### TEXT
ZHCSD09B September 2014 – October 2015 DLPA2005
PRODUCTION DATA.
As for all chips with switching power supplies, the layout is an important step in the design, especially in the case of high peak currents and high switching frequencies. If the layout is not carefully done, the regulators could show stability problems as well as EMI problems. Therefore, use wide and short traces for the main current paths and for the power ground tracks. Input capacitors, output capacitors, and inductors should be placed as close as possible to the IC.
Figure 19 shows an example layout that has critical parts placed as close as possible to the pins they are connected to. Here are recommendations for the following components:
R1 | is RLIM and is connected via a wide trace (low resistance) to the system ground. The analog ground at pin 5 should be star connected to the point where RLIM is connected to the system ground. Aim on a wide and low-ohmic trace as well, although this one is less critical (tens of mA). |
L1 | is the big inductor for the VLED that is connected via two wide traces to the pins |
C4 | are the decoupling capacitors for the VLED and they are as close as possible placed to the part and directly connected to ground. |
L3/C20 | are components used for the VCORE BUCK. L3 is placed close to the pin and connected with a wide trace to the part. C20 is placed directly beside the inductor and connected to the PGND pin |
L2 | This inductor is part of the DMD reset regulators and is also placed as close as possible to the DLPA2005 using wide PCB traces. |
An important consequence of the efficiency numbers shown in Figure 7 is that it enables to perform DLPA2005 thermal calculations. Since the efficiency is not 100%, power is dissipated in the DLPA2005 chip. Due to that dissipation die temperature will rise. For reliability reasons it is good to aim for as low as possible die temperatures. Using a heat sink and airflow are efficient means to keep die temperature reasonably low. In cases that airflow and / or a heat sink are / is not feasible, the system designer should specifically pay attention to the thermal design. The die temperature for regular operation should remain below 120°C.

Saved entries:

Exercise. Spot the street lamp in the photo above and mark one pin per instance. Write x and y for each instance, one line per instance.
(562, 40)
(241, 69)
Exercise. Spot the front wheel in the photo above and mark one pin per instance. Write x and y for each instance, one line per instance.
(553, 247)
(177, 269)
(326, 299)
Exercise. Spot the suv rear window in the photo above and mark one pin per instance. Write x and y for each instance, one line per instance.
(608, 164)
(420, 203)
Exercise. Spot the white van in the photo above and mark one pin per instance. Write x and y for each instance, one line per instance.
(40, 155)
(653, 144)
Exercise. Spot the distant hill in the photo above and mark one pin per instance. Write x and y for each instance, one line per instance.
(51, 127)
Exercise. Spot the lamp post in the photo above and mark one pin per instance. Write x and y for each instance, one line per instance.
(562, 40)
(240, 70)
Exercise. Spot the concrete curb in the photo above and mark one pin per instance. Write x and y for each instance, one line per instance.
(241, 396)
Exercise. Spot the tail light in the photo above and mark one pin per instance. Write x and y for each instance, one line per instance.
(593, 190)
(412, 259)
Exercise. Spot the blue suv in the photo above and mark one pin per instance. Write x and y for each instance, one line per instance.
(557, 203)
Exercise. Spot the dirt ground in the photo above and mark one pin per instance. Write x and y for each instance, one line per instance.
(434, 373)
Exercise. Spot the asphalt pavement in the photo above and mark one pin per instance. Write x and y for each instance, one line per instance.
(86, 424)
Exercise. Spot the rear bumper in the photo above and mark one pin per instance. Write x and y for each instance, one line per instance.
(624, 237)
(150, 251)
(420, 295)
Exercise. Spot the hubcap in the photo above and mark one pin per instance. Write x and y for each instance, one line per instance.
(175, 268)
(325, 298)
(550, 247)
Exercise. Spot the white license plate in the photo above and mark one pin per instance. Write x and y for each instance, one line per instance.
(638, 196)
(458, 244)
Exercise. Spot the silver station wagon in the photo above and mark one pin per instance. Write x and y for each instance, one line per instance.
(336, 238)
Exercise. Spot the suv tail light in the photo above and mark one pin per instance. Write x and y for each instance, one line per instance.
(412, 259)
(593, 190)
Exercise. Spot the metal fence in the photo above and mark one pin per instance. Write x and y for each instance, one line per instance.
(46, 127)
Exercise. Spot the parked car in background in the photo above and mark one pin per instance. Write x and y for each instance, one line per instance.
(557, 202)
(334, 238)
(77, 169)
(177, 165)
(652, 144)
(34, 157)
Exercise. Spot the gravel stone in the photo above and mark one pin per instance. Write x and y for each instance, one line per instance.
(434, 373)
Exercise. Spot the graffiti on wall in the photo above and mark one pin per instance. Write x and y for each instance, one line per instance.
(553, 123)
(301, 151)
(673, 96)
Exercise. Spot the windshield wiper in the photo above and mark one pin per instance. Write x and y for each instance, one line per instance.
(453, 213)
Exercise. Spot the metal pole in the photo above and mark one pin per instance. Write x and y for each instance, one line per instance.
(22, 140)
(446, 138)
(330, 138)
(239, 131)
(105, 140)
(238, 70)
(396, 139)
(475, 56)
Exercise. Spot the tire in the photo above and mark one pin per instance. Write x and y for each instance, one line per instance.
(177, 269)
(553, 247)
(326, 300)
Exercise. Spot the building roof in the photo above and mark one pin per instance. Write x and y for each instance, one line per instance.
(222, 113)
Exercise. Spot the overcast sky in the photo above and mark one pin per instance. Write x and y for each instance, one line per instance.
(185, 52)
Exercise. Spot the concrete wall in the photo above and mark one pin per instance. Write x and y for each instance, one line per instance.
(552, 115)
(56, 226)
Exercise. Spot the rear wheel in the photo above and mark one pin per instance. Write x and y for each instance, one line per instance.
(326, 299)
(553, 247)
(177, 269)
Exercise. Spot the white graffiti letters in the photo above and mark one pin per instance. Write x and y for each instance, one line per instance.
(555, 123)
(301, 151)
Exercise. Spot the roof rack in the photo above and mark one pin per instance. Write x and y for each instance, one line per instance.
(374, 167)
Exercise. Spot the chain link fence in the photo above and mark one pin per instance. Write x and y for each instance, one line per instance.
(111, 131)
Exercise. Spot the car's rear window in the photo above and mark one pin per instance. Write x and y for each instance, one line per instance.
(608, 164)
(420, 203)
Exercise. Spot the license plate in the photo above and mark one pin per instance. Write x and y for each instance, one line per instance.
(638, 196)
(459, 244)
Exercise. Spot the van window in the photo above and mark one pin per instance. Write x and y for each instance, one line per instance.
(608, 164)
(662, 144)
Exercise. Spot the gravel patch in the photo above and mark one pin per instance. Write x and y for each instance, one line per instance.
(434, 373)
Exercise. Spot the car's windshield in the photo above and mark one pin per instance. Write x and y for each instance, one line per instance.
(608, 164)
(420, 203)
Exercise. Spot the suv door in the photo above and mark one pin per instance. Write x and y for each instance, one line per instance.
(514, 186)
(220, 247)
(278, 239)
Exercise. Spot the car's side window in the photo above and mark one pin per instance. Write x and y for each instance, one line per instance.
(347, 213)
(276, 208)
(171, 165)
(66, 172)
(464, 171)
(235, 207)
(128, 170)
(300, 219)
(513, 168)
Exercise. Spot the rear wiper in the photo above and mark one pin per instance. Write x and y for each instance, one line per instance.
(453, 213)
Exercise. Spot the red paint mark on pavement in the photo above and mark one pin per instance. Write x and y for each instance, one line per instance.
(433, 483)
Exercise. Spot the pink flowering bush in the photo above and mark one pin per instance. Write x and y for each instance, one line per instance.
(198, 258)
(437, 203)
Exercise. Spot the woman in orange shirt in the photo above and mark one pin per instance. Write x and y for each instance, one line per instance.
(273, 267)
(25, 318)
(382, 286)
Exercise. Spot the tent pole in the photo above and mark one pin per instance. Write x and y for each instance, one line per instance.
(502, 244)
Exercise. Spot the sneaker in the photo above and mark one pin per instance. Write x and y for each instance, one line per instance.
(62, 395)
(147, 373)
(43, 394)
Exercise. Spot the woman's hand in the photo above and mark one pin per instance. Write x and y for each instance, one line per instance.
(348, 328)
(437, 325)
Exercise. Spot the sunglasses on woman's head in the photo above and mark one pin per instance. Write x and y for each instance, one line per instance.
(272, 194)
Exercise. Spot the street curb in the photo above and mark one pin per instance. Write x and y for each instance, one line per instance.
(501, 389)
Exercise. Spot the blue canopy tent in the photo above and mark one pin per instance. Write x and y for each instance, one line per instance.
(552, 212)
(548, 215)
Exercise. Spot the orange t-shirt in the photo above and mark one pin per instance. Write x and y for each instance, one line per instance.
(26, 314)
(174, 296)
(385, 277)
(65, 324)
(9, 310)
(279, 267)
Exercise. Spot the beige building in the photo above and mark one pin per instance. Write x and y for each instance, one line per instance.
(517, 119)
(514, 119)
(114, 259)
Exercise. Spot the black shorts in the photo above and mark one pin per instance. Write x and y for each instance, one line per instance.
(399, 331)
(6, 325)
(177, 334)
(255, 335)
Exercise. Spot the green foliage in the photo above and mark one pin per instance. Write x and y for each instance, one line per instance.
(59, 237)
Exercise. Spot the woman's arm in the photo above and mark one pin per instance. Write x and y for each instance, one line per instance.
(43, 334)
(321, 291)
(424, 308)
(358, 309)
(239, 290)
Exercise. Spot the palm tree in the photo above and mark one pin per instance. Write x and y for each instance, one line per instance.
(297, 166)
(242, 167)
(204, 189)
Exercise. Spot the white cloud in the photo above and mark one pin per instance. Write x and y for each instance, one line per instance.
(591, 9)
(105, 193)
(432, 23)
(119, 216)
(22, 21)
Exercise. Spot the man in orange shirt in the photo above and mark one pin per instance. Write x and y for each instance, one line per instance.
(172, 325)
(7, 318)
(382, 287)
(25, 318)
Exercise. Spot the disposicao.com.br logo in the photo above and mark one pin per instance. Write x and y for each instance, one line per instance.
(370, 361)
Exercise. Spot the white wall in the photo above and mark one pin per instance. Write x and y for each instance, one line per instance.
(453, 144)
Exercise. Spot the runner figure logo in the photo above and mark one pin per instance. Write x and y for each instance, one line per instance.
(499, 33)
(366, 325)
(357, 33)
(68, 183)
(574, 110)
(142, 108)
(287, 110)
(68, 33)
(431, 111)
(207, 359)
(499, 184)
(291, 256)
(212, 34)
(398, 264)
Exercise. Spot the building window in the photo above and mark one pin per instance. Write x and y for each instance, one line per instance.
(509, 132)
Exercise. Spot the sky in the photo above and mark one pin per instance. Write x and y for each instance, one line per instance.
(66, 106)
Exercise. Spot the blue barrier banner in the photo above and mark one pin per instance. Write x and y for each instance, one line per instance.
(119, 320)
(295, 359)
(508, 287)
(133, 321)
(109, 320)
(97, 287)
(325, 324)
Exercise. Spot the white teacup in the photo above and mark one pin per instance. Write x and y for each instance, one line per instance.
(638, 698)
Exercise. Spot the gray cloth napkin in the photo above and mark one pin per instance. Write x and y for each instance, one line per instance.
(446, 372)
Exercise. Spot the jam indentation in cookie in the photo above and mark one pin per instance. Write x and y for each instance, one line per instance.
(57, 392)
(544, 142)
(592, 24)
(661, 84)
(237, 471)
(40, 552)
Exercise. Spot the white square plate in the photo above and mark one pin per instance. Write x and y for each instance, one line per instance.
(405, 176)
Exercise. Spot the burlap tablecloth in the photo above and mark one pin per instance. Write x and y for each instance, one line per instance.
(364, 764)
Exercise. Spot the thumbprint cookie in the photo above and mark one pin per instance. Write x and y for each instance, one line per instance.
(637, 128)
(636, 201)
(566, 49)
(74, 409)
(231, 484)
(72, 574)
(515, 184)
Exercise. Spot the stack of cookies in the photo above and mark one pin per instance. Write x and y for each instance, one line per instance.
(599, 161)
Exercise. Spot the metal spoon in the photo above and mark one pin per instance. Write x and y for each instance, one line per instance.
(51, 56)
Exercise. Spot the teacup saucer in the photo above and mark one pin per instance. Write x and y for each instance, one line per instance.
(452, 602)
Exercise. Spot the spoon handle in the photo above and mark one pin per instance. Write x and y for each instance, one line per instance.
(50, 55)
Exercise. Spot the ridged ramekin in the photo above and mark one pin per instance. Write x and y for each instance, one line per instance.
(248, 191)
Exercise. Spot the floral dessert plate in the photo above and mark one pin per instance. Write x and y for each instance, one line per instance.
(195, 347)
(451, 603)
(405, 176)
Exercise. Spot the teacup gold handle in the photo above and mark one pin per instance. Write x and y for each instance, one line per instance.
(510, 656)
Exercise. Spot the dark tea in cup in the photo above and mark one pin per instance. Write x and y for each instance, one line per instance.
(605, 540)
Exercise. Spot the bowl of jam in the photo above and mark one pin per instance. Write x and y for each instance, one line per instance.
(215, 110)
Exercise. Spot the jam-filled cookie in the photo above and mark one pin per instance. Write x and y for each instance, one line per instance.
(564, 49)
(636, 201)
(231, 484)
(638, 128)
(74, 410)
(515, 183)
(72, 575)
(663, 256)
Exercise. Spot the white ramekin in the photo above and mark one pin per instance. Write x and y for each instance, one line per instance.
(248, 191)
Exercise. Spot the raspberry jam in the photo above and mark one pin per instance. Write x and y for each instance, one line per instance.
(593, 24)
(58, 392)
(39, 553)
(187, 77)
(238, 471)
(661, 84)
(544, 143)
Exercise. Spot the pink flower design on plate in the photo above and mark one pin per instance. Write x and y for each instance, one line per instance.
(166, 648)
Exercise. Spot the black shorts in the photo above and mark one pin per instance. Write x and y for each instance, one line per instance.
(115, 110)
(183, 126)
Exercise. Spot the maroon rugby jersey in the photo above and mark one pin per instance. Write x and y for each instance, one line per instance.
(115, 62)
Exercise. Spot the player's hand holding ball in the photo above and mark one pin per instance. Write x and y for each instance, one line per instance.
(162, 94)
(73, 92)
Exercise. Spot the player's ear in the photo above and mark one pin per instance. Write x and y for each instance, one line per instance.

### WHAT TO DO
1/ According to the datasheet excerpt, why should wide and short traces be used for the main current paths and the power ground tracks?
2/ Select every line in the listing that contains the string "light".
The datasheet excerpt and the listing come from unrelated sources.

### PER-TASK ANSWERS
1/ Layout is a critical design step for chips with switching power supplies, particularly with high peak currents and high switching frequencies. A carelessly done layout could cause the regulators to show stability problems as well as EMI problems. Wide and short traces for these paths are therefore recommended.

2/
Exercise. Spot the tail light in the photo above and mark one pin per instance. Write x and y for each instance, one line per instance.
Exercise. Spot the suv tail light in the photo above and mark one pin per instance. Write x and y for each instance, one line per instance.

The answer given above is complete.